> **Provided data**:
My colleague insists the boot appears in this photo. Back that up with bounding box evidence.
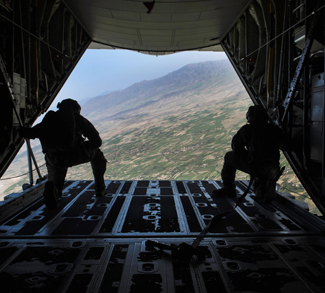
[212,185,237,197]
[43,181,59,210]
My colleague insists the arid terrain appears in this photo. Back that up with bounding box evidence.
[0,60,317,213]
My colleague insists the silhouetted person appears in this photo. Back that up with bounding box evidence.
[213,106,286,202]
[20,99,107,209]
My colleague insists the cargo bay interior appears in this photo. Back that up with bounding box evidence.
[0,0,325,292]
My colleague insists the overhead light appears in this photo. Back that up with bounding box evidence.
[143,1,156,13]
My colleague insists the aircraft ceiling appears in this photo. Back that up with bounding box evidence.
[64,0,250,55]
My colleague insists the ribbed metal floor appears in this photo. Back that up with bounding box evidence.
[0,181,325,293]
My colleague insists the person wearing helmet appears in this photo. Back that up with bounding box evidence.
[213,106,286,202]
[19,99,107,209]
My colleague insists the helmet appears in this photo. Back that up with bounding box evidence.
[57,99,81,113]
[246,106,269,124]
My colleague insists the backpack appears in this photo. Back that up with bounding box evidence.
[247,125,279,178]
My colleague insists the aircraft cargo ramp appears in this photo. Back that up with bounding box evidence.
[0,181,325,293]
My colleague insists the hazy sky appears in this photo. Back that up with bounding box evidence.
[51,50,227,108]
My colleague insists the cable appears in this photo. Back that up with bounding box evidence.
[0,163,46,180]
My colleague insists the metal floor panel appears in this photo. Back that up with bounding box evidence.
[0,181,325,293]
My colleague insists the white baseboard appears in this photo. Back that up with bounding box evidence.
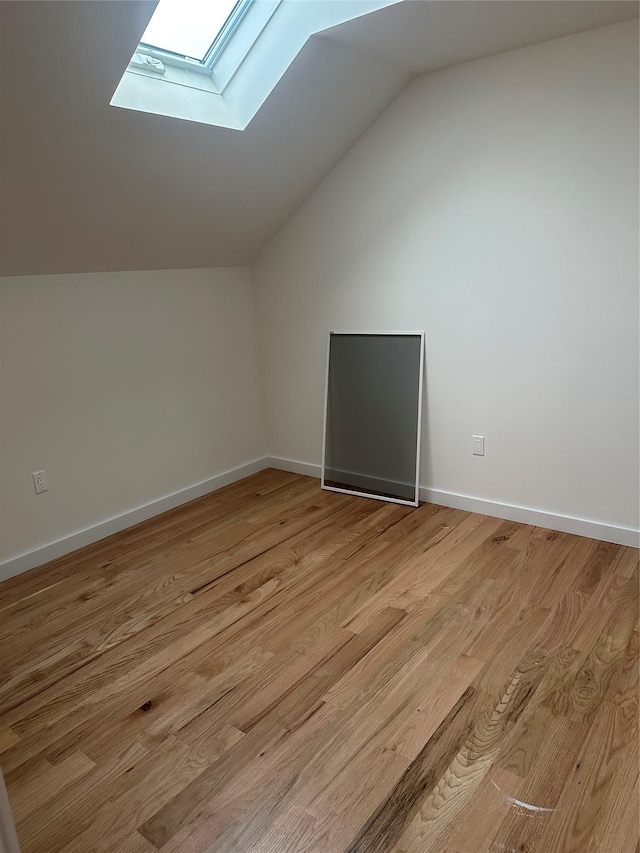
[0,456,640,581]
[0,457,275,581]
[268,456,640,548]
[420,486,640,548]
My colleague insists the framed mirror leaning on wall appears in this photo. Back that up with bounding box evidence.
[322,332,425,506]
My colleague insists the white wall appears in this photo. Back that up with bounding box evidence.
[254,22,638,529]
[0,268,265,576]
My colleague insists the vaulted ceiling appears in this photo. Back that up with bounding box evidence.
[0,0,638,275]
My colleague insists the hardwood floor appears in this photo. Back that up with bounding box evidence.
[0,470,639,853]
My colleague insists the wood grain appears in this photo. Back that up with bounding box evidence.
[0,470,639,853]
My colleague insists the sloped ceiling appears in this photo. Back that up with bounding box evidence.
[0,0,638,275]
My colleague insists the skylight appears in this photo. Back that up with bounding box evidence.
[111,0,402,130]
[140,0,240,62]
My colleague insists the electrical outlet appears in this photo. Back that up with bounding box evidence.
[31,471,49,495]
[471,435,484,456]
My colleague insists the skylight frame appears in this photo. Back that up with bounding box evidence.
[136,0,255,74]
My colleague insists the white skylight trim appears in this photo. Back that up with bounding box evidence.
[111,0,403,130]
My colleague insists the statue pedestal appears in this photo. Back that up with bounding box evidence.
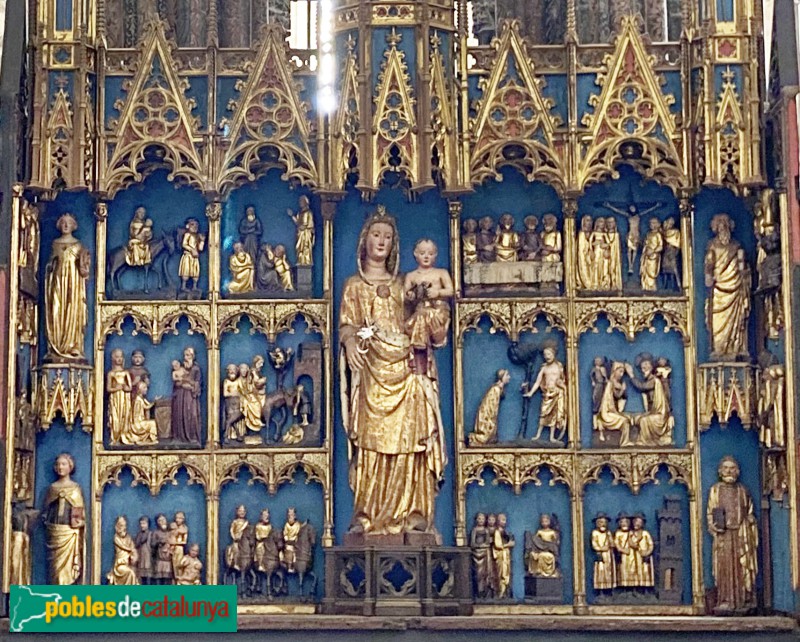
[525,575,564,604]
[322,535,472,616]
[344,532,442,546]
[292,265,314,297]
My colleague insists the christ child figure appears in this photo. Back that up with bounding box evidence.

> **Problem description**: Print every one of the lines above word for word, leaving out the pictures.

> **Written solution**:
My colleague insists the boot appears in this photo. Back that up with bounding box evidence.
[212,185,237,197]
[43,181,59,210]
My colleague insists the arid terrain appears in this photo. Back that up with bounding box evidence.
[0,60,317,213]
My colleague insists the silhouetted person appears in this photo. Back that up with bounding box evidence.
[213,106,286,202]
[20,99,107,209]
My colleague insists the cargo bay interior appears in this photo. Back that up with bounding box evidence.
[0,0,325,292]
My colleague insists the overhead light appears in this photo. Back that up with bounding box evidence.
[143,1,156,13]
My colleague insists the aircraft ceiling appears in this photo. Back that up with bounding box evidence.
[64,0,250,55]
My colleague insists the ribbed metal floor appears in this photo. Back that up with bounding box evidence.
[0,181,325,293]
My colleague insists the person wearing helmet appears in this photo. Back that up with bounding box evidence.
[213,106,286,202]
[19,99,107,209]
My colleague insists the helmet appears in this photo. Back that up with bounding box evidence.
[57,99,81,113]
[246,106,269,124]
My colleague insists the backpack appears in this photo. Back that up with bounding box evidence.
[247,125,279,178]
My colleague insists the aircraft cargo ramp appears in this photo. Back that up with bounding box evidence.
[0,181,325,293]
My colleague insists the hazy sky appears in this photo. Back that up with bounding box evidence.
[51,50,227,108]
My colleague insists the cable appears in this photo. Back that up with bounding box evidence.
[0,163,46,180]
My colleague insists the metal floor panel appears in this photo. Back that up with bounding box evidence.
[0,181,325,293]
My colleague insists the white baseboard appears in this photo. Back that up with bounding box evidence.
[0,456,640,581]
[0,457,275,581]
[268,456,640,548]
[420,486,640,548]
My colleague insists the framed mirror leaning on wall appears in this photo. Back that up with bounding box evidence.
[322,332,425,506]
My colleague insists the white wall appears in this photo. Back that up with bounding box evidence.
[254,22,638,529]
[0,268,265,576]
My colleague insists the vaulted ceiling appears in this photo. Back that up with bounding box evidence.
[0,0,638,275]
My colleague insists the hardwood floor appears in this photo. Back that up with bounding box evidence.
[0,470,639,853]
My colleague insists the wood grain appears in this photo. Back that up with bounding box evidence.
[0,470,639,853]
My colleague insists the sloped ceiling appears in this photo. Back that up with bounding box evidence.
[0,0,638,275]
My colleague insists the skylight appears in this photo. Back that up with bounding box evidence.
[111,0,402,130]
[140,0,240,62]
My colleague insists the electrical outlet appears in this photo. Back that up with bounding box evidence.
[31,471,49,495]
[471,435,484,456]
My colleague insists the skylight frame appears in this photo. Back that up with bounding box evidence.
[136,0,255,74]
My colleague insists the white skylight trim appears in this photo. Back that up with bounding box evidence.
[111,0,403,130]
My colleague insists the statue pedestal appears in this photo. Back that up with bounding box evidence.
[525,575,564,604]
[322,535,472,616]
[344,532,442,546]
[292,265,314,297]
My colleague insists the christ child figure appears in this photo. Back that up with bounding box evidence.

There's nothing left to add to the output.